### Task data
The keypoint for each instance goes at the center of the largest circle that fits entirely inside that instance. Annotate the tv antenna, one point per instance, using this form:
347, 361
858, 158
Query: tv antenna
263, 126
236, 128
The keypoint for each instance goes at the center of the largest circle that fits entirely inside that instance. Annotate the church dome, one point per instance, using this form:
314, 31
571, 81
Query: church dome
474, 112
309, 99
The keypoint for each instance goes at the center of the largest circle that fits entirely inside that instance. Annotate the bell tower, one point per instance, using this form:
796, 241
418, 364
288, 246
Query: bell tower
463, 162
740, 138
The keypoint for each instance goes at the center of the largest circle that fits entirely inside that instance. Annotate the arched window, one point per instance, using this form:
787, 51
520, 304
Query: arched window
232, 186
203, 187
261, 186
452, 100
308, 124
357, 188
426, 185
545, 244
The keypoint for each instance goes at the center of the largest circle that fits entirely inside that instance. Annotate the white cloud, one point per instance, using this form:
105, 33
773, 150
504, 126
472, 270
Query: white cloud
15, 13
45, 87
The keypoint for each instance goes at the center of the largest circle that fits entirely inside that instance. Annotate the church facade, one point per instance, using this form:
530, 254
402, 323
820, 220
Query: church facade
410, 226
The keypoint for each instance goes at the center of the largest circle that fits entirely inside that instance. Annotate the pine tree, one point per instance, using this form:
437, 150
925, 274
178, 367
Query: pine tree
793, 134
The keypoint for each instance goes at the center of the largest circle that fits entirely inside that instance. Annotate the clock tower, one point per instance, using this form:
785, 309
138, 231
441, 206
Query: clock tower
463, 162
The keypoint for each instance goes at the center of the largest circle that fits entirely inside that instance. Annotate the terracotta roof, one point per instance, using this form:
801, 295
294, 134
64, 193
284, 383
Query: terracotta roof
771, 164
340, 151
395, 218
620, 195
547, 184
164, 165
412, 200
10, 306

---

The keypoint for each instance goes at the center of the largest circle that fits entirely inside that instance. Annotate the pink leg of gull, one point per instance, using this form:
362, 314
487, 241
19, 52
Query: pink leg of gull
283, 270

---

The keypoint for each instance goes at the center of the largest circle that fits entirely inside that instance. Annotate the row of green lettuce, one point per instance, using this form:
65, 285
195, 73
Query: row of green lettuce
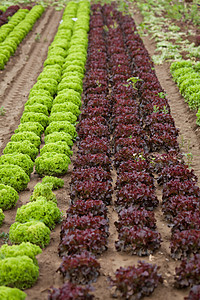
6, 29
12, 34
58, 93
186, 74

### Assignment
Line count for the string "largest": state how many lines in the data contain it, and output nothing else.

### Result
11